When you reach the entries below, transcribe each line word for word.

Spatial localization data
--
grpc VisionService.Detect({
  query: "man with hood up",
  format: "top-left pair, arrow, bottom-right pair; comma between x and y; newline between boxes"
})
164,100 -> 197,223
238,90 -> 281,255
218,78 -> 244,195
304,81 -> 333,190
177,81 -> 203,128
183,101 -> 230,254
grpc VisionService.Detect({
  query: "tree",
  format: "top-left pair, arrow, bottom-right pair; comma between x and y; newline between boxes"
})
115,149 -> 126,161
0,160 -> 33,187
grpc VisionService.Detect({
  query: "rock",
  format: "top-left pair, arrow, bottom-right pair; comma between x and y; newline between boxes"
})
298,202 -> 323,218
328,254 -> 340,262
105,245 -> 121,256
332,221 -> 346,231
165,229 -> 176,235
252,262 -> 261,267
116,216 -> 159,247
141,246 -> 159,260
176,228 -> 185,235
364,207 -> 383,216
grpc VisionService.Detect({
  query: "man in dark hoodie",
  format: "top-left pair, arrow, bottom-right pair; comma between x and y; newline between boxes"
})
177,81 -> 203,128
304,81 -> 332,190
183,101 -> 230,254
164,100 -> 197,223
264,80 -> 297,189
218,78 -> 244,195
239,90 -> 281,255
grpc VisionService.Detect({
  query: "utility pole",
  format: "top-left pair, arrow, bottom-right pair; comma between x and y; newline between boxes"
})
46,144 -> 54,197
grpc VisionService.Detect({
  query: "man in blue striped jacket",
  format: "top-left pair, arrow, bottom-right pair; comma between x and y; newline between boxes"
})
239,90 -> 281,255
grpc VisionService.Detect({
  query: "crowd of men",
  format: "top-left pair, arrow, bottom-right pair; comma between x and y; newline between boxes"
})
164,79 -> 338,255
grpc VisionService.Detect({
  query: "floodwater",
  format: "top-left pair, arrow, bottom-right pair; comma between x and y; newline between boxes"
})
--
ANSWER TO THIS TASK.
grpc VisionService.Detect({
  query: "man with hood up",
  format: "top-left pair, arrow, bottom-right pair; comma between x and y; newline between boxes"
})
164,100 -> 197,223
238,90 -> 281,255
218,78 -> 244,195
304,81 -> 333,190
177,81 -> 203,128
183,101 -> 230,254
grpc VisionService.Detect({
  query: "tree",
  format: "top-left pair, arrow, bottom-right pair; comma between x and y; newline between boxes"
})
115,149 -> 126,161
0,160 -> 33,187
grpc VisionService.Detect({
  query: "rock",
  format: "top-left pair, arrow, bottom-right pair; comma between x and y; newline between boxes"
})
298,202 -> 323,218
328,254 -> 340,262
105,245 -> 121,256
332,221 -> 346,231
165,229 -> 176,235
252,262 -> 261,267
116,216 -> 159,247
141,246 -> 159,260
176,228 -> 185,235
364,207 -> 383,216
grpc VisionService.Detect({
  query: "man in dark hoodie",
  format: "top-left pair, arrow, bottom-right pair; comma between x and y; newline between boxes"
})
177,81 -> 203,128
304,81 -> 332,190
183,101 -> 230,254
164,100 -> 197,223
264,80 -> 297,189
218,78 -> 244,195
239,90 -> 281,255
grpc VisionService.Detect({
  query: "utility pole",
  format: "top-left pair, arrow, bottom-right pair; comma between x and y; newline between boxes"
})
46,144 -> 54,197
grpc VisionService.Detect({
  query: "man in blue striped jacket",
  format: "top-left pair, arrow, bottom-right pair; comma between x and y; newline between boxes"
})
239,90 -> 281,255
grpc VisionService.Detect({
  query: "crowd of men",
  format: "top-left pair, arrow, bottom-right pair; comma between x and y; newline between boxes"
})
164,79 -> 338,255
grpc VisionService.Detect({
  query: "floodwater",
  format: "top-left pair, arrow, bottom-right pair; comma between x and y; newline between boxes"
})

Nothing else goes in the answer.